- [Problem description]:
A faithful copy of the listing below is needed, one that contains no pictures.

BEGIN Materials provided

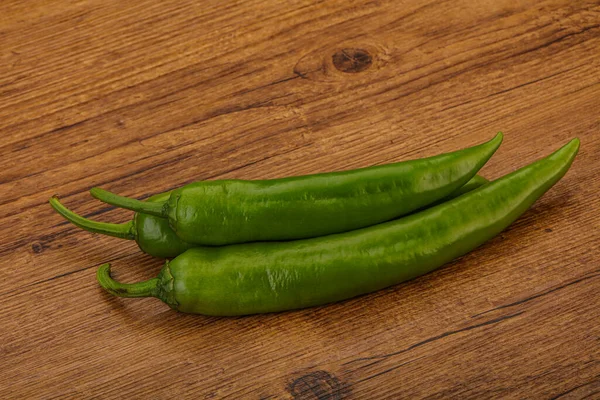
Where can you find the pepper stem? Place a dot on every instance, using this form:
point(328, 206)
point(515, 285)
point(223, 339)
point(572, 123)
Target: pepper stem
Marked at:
point(141, 289)
point(123, 231)
point(144, 207)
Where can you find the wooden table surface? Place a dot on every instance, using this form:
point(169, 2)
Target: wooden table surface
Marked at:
point(140, 97)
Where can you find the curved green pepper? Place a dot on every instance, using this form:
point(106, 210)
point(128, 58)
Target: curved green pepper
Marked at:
point(275, 276)
point(236, 211)
point(153, 234)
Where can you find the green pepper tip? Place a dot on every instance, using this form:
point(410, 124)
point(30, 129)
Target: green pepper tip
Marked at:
point(141, 289)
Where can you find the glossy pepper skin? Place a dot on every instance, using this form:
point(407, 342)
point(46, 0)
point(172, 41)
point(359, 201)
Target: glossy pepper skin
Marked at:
point(153, 234)
point(269, 277)
point(236, 211)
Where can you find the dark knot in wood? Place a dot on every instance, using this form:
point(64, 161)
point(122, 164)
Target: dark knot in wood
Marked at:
point(320, 385)
point(352, 60)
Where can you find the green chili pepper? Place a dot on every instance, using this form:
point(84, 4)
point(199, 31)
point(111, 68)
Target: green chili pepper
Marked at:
point(153, 234)
point(236, 211)
point(275, 276)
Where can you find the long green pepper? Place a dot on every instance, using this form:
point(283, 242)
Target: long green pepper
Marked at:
point(153, 234)
point(225, 212)
point(276, 276)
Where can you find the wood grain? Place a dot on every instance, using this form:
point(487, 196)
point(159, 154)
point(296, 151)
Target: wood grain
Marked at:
point(141, 97)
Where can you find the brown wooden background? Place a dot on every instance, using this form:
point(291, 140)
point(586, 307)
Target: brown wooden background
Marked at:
point(139, 97)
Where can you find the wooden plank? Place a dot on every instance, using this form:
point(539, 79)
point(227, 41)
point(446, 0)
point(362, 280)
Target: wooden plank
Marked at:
point(146, 96)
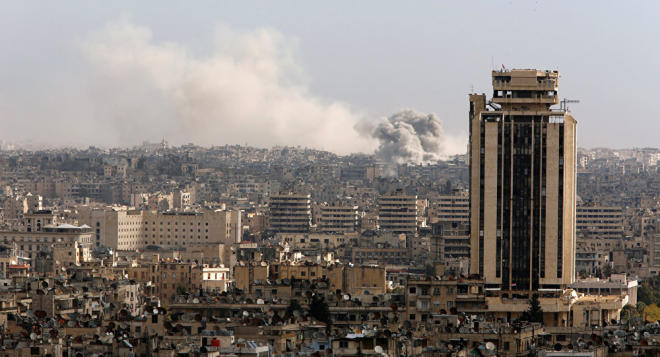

END Materials provided

- [Response]:
Where can you find the pepper stem? Place a dot on every instance, using this form:
point(328, 206)
point(515, 285)
point(223, 339)
point(572, 123)
Target: pepper stem
Marked at:
point(141, 289)
point(123, 231)
point(144, 207)
Where can you find the wooden table surface? Place a dot on every instance, using this form:
point(169, 2)
Target: wooden table surface
Marked at:
point(140, 97)
Where can you find the curved green pepper? Place a dot on every instance, using this form:
point(106, 210)
point(128, 58)
Target: curved green pepper
Marked at:
point(275, 276)
point(236, 211)
point(153, 234)
Where can you find the green pepper tip? Place a dot on every instance, using this form:
point(410, 124)
point(30, 129)
Target: green pepper tip
Marked at:
point(141, 289)
Where can you find the glossy pepper skin? Place a dot on every instance, using this form:
point(407, 342)
point(46, 0)
point(172, 41)
point(359, 201)
Target: glossy pepper skin
Marked at:
point(153, 234)
point(269, 277)
point(236, 211)
Where can you find the dark knot in wood? Place a dot on every instance, using this form:
point(64, 161)
point(122, 164)
Target: dark knot in wood
Marked at:
point(320, 385)
point(352, 60)
Where can you find the green chili pepper? Place a dot on every instance, using this form:
point(84, 4)
point(199, 31)
point(111, 68)
Target: green chili pepper
Marked at:
point(153, 234)
point(236, 211)
point(275, 276)
Where can you find the long green pepper? Place a dot on every instance, using this form:
point(283, 242)
Target: long green pepper
Marked at:
point(153, 234)
point(225, 212)
point(276, 276)
Where can you find the wood grain? Place a dot on every instance, using this form:
point(487, 196)
point(159, 154)
point(296, 151)
Target: wood grain
Marked at:
point(141, 97)
Where can you find the brown wooden background? Place a dot on every instance, using this form:
point(291, 140)
point(586, 307)
Target: brown wooden background
Marked at:
point(139, 97)
Where can you find the wooden plank? Place a dot on every instance, using this form:
point(539, 79)
point(227, 41)
point(446, 0)
point(362, 280)
Target: wooden plank
Marked at:
point(146, 96)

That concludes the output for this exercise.